**Supplied data:**

##############################

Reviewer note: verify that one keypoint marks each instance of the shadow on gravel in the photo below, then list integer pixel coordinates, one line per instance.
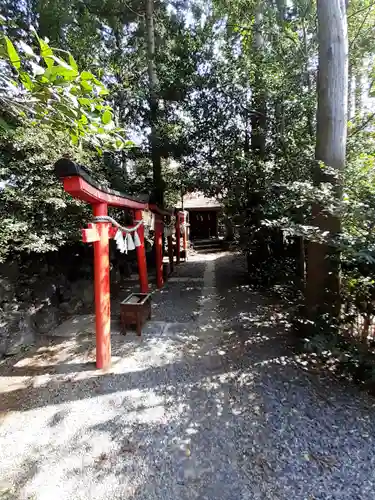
(225, 415)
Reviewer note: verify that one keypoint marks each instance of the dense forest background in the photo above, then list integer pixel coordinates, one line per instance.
(228, 97)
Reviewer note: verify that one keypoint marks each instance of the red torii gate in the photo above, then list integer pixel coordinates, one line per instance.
(78, 182)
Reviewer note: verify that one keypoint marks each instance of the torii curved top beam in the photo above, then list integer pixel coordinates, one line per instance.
(79, 183)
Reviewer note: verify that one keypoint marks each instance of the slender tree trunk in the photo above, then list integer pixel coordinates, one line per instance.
(258, 119)
(323, 277)
(308, 82)
(154, 104)
(359, 92)
(351, 108)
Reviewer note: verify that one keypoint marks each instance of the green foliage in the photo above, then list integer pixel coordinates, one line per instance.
(48, 89)
(36, 214)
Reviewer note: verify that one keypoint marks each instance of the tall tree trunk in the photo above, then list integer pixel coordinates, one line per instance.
(258, 118)
(359, 92)
(351, 109)
(323, 277)
(154, 105)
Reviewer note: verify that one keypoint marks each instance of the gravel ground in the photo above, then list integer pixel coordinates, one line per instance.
(209, 404)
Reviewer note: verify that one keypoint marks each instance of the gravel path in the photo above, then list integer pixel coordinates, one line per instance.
(209, 404)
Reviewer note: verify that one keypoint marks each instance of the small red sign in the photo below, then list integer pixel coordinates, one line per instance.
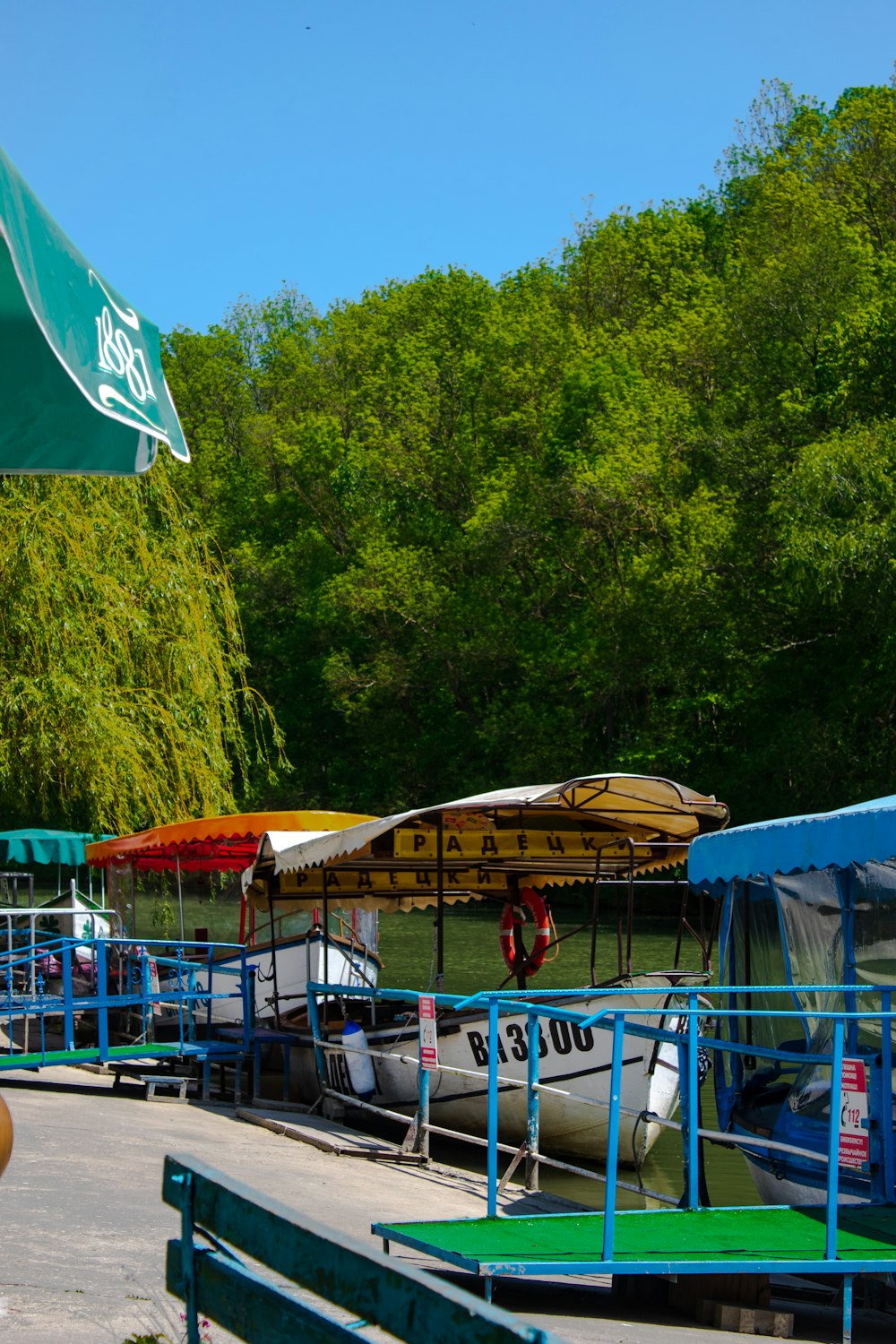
(429, 1045)
(853, 1116)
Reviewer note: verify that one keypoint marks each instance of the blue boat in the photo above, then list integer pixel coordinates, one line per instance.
(809, 906)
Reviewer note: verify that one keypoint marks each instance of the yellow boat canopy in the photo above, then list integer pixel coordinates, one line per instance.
(487, 846)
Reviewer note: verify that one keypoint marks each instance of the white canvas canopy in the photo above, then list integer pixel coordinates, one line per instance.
(487, 844)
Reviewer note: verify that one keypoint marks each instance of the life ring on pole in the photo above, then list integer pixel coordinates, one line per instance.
(516, 914)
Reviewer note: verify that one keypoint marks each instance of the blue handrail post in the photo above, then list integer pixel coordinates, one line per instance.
(493, 1109)
(887, 1091)
(102, 1002)
(247, 986)
(211, 967)
(692, 1112)
(613, 1134)
(145, 989)
(833, 1140)
(67, 1008)
(532, 1101)
(314, 1023)
(422, 1142)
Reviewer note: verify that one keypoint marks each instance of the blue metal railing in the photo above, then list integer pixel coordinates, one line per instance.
(73, 978)
(694, 1005)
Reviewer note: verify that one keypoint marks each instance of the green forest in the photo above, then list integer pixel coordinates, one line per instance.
(630, 508)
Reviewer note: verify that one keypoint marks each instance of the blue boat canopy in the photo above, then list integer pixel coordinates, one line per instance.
(860, 833)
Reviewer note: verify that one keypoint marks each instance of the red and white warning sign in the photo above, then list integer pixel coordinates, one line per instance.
(429, 1046)
(853, 1115)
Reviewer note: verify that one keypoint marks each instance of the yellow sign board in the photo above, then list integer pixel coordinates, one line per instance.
(341, 882)
(484, 846)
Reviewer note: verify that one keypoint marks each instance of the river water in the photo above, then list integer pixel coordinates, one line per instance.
(473, 961)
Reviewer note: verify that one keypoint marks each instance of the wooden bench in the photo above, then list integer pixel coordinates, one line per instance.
(341, 1273)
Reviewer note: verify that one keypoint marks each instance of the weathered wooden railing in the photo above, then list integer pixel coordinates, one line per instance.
(341, 1273)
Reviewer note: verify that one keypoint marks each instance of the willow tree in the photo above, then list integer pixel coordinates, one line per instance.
(123, 691)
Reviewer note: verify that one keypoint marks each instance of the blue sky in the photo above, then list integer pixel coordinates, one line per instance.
(199, 151)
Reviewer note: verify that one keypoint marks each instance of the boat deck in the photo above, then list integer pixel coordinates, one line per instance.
(668, 1241)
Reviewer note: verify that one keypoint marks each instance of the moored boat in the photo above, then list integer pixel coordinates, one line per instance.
(282, 960)
(512, 847)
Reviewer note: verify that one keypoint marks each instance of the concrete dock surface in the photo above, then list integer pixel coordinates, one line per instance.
(85, 1228)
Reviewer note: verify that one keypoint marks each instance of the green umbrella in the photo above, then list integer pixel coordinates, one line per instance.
(81, 382)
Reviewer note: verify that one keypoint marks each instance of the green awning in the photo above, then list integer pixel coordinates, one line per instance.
(34, 846)
(81, 382)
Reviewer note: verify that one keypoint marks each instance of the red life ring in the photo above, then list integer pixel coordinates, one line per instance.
(514, 914)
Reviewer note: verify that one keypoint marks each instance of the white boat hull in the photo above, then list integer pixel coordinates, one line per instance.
(575, 1062)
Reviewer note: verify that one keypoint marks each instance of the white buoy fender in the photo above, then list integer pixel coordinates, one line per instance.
(360, 1067)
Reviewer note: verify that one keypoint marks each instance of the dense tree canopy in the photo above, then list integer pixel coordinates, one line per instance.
(632, 508)
(123, 698)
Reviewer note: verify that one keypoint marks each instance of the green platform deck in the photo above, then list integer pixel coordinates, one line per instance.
(707, 1241)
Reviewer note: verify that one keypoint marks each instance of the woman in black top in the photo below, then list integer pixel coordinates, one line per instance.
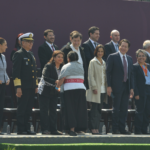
(48, 94)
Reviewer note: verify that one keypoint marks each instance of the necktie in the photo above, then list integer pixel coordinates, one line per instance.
(53, 48)
(95, 44)
(125, 69)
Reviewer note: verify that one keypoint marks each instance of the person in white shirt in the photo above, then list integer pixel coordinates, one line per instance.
(97, 88)
(146, 47)
(46, 50)
(112, 46)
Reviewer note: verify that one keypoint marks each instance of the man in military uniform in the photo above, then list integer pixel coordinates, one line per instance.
(25, 81)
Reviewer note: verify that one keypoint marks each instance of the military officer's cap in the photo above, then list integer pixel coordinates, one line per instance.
(27, 36)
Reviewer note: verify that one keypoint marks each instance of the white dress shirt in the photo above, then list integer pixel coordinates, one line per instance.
(93, 42)
(50, 46)
(115, 45)
(78, 52)
(121, 56)
(103, 87)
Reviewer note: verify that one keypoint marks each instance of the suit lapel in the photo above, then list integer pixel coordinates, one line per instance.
(120, 62)
(112, 46)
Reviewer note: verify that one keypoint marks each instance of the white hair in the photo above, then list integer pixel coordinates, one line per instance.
(114, 31)
(146, 44)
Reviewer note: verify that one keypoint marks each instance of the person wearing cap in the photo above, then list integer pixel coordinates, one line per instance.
(17, 46)
(25, 82)
(46, 50)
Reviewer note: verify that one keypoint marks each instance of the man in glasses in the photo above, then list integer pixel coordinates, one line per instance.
(46, 50)
(25, 82)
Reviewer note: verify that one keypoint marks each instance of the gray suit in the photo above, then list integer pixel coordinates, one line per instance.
(3, 65)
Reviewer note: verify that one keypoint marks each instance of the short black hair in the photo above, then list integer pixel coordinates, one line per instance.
(76, 35)
(126, 41)
(46, 32)
(92, 30)
(73, 56)
(2, 40)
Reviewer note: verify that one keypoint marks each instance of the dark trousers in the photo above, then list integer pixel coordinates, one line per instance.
(142, 111)
(24, 110)
(48, 113)
(95, 114)
(120, 107)
(2, 98)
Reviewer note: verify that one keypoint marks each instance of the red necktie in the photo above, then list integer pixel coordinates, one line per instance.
(125, 69)
(53, 48)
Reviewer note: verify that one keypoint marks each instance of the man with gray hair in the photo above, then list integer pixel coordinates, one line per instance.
(112, 46)
(146, 47)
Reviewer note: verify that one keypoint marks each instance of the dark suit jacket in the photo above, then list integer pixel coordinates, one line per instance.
(89, 51)
(66, 50)
(50, 75)
(109, 49)
(115, 72)
(45, 54)
(139, 80)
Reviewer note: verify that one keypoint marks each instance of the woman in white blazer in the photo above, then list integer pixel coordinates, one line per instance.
(4, 79)
(96, 94)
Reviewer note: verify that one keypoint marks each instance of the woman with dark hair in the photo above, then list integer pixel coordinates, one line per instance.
(74, 94)
(4, 79)
(17, 46)
(48, 94)
(97, 87)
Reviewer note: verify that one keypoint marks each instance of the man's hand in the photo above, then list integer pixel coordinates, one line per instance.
(95, 91)
(109, 91)
(7, 83)
(19, 92)
(137, 97)
(36, 90)
(131, 93)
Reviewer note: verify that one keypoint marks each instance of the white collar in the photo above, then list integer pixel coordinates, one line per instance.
(114, 42)
(122, 54)
(99, 61)
(74, 48)
(49, 43)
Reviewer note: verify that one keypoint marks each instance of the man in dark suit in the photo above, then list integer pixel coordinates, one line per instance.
(45, 51)
(90, 45)
(142, 92)
(112, 46)
(119, 70)
(25, 82)
(75, 46)
(146, 47)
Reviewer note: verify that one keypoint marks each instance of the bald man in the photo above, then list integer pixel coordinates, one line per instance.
(112, 46)
(146, 47)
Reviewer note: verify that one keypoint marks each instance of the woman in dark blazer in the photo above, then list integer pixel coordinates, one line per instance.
(4, 79)
(48, 94)
(142, 92)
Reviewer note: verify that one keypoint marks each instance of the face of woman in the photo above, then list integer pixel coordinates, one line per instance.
(59, 59)
(3, 47)
(141, 58)
(100, 53)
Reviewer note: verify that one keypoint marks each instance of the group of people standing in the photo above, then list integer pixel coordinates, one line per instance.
(79, 73)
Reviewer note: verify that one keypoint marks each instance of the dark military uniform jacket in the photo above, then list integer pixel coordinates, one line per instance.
(24, 69)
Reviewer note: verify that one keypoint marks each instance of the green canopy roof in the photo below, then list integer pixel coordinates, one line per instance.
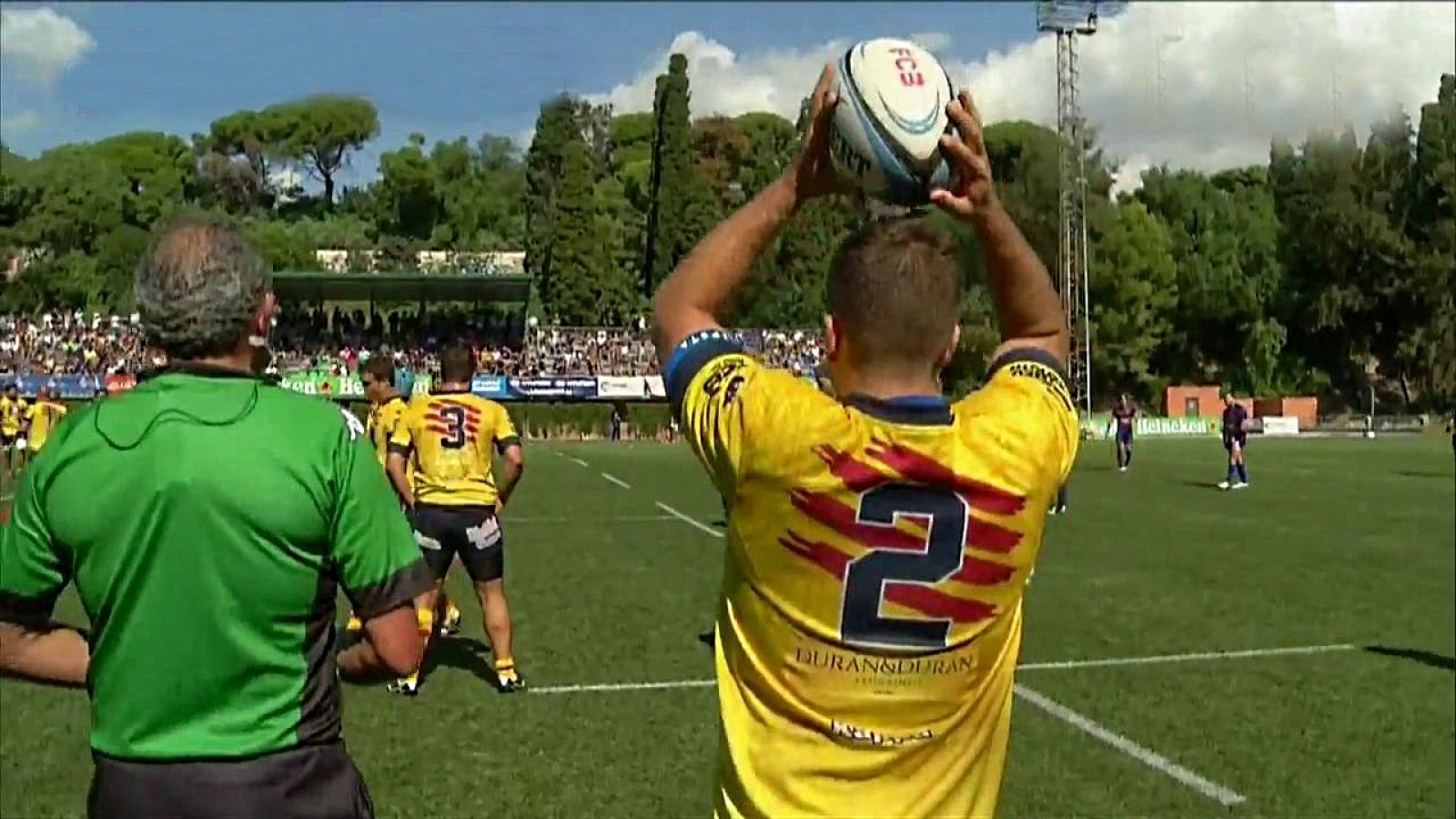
(303, 286)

##############################

**What to do:**
Repeat exactly the line containing "of the face" and every line after it through the end of the records, and nothing else. Leave the pictures out.

**Solution for this problem:**
Reviewer note: verify that one keypoint marks each instance of the face of woman in the photo above, then list integer pixel coordinates, one line per instance.
(59, 59)
(3, 47)
(141, 58)
(100, 53)
Reviewer note: verify that one keypoint marks each instance of the group of people standing in the photo above, then list integer pixel coordinates, one line per instance.
(79, 73)
Reviewer note: verify that one keypoint marks each instance of the dark military uniform jacket in the photo above, then list integer pixel coordinates, one line per instance.
(24, 69)
Reviewer note: verify that one keypoint marks each instance of the green canopy roof in the photo below, then list integer pixel coordinates, one line per instance.
(303, 286)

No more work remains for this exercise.